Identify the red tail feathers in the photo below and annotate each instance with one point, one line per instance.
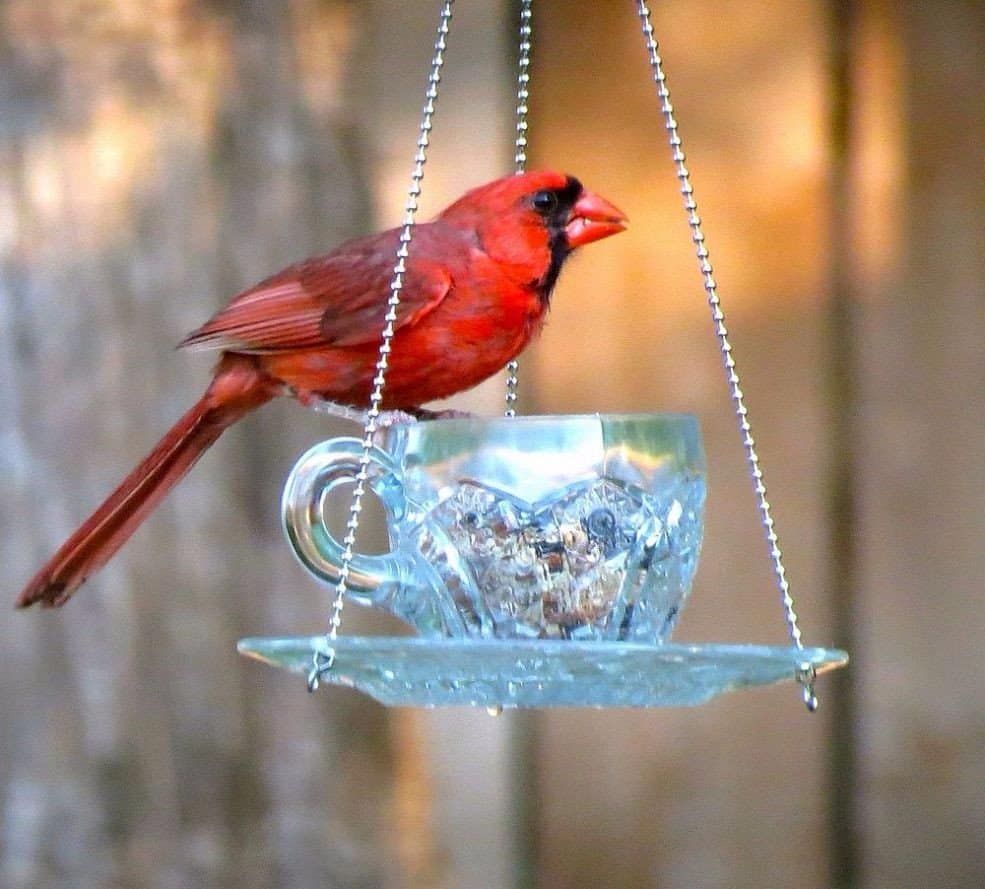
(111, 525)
---
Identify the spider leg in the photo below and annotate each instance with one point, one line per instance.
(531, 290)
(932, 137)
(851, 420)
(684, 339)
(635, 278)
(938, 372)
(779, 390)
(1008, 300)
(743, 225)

PROBLEM:
Show each line from the records above that contains the word "point".

CORRECT RESULT:
Identify the red tail feathers in the photo below and annotate each instance with one point, one line per instance.
Identify the spider leg in the photo below and annotate each instance with one point, one line per instance.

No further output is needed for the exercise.